(Object position labeling records)

:::

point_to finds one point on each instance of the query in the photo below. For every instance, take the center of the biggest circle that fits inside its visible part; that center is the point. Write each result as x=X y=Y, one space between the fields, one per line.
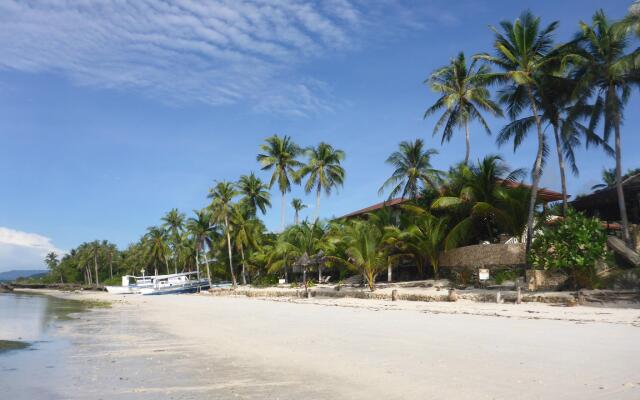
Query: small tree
x=571 y=246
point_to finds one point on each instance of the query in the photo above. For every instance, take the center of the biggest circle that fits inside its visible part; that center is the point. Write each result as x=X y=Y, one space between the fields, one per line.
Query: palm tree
x=632 y=21
x=480 y=195
x=606 y=70
x=367 y=251
x=53 y=263
x=464 y=95
x=254 y=193
x=413 y=169
x=200 y=228
x=523 y=50
x=279 y=154
x=221 y=206
x=558 y=110
x=157 y=247
x=424 y=239
x=298 y=206
x=323 y=170
x=174 y=222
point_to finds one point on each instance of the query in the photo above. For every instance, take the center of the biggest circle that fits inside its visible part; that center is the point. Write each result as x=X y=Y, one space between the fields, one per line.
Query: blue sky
x=112 y=114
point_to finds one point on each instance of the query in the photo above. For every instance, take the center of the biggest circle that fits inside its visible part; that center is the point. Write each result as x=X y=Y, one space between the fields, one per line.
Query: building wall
x=484 y=256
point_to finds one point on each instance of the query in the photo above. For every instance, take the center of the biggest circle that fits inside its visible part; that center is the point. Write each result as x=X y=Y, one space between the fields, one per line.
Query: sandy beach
x=200 y=346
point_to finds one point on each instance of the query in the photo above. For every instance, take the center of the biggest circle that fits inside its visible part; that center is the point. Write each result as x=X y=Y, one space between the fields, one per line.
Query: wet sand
x=198 y=346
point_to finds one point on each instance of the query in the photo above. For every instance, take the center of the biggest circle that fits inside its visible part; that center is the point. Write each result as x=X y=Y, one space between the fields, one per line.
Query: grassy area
x=7 y=345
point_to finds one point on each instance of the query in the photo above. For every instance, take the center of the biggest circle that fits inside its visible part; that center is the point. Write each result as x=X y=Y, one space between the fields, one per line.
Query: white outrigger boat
x=139 y=282
x=175 y=283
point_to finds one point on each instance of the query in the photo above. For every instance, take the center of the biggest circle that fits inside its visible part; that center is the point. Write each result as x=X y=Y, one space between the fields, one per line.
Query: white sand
x=348 y=348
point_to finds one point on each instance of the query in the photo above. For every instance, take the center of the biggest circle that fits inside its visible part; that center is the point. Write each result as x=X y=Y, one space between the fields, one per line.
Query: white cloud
x=24 y=250
x=212 y=51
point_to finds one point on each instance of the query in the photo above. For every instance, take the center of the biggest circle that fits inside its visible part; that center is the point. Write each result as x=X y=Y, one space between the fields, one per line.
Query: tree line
x=574 y=91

:::

• _STATED TASK_
Render all of the records above as a two-column CSV with the headers entry and answer, one row per record, putting each value in a single quoted field with line breaks replaced by spaces. Omit the pictures.

• _EXERCISE ANSWER_
entry,answer
"point_to finds one point on each instance of the query in the photo below. For every instance, take the center of the biggest circle that fits inside its visible part; that center is the point. Write each result as x=X y=Y, one space between the fields, one per line. Query: small tree","x=571 y=246"
"point_to finds one point on each instance of the query in the photo above. For every instance, take the center of the biggest circle that fits inside its visible part; that center is the point. Write each result as x=X y=Y, one space between the fields, one per line. Query: palm tree","x=632 y=21 x=480 y=195 x=606 y=70 x=367 y=251 x=53 y=263 x=464 y=95 x=254 y=193 x=413 y=169 x=200 y=228 x=523 y=50 x=279 y=154 x=221 y=206 x=558 y=110 x=157 y=247 x=424 y=239 x=298 y=206 x=323 y=170 x=174 y=222"
"point_to finds one point on each instance of the query in the photo above. For every instance, take the center of the biggest circle that fits inside its visible part; that center is the point. Write each result as x=X y=Y, one space between the fields, one per line. Query: blue sky","x=112 y=114"
"point_to finds one point on each instance of the query in the photo above. For every instance, take the center of the biggest circle that fits inside its visible part; that center is the point. Write each result as x=X y=Y, one space between the fields, one per line. Query: building wall","x=484 y=256"
"point_to finds one point on each instance of the query in the photo above. For every instance, take the center of the biggest circle that fits inside its visible part; that center is the point. Write each result as x=X y=Y, one space between the fields, one per line. Query: sandy beach","x=200 y=346"
"point_to finds one point on each instance of the query in the photo above. For every instance, take the center of the biggest circle that fits inside its visible part; that center is the point. Write each result as x=X y=Y, one space between the fields, one per line. Query: wet sand","x=198 y=346"
"point_to finds one point on each instance of the query in the photo above. For every instance, take the center of the biggest circle that fits inside its visible part; that center is the point. Write each result as x=X y=Y, one space between the fields, one per line. Query: grassy area","x=7 y=345"
"point_to finds one point on each instance of the query in the photo above. For every instance, take the center of the biggest circle that fits inside its visible part; that center is the point. Write each result as x=X y=Y, one space between the fields, one per line. Query: white outrigger boat","x=139 y=282 x=175 y=283"
"point_to finds one point on each instance of the query in the photo above. For every instance, take the center of the biggest circle that fits inside its visible part; that center is the point. Write each result as x=X y=Y, one space between the fields, one per line. Query: white sand","x=348 y=348"
"point_to finds one point on each instance of the query in the photo above. For every instance, take the center of the biggest circle that fits inside its visible part; that center is the point. Write each result as x=X y=Y, one space between the fields, one per line. Query: white cloud","x=24 y=250 x=212 y=51"
"point_to finds one point on each instance of the query in the photo above. For every instance, take the center of the biggest circle that fits inside its visible part; that center is the point. Write each result as x=X y=Y, one space between the fields, one per line. Query: tree line","x=574 y=91"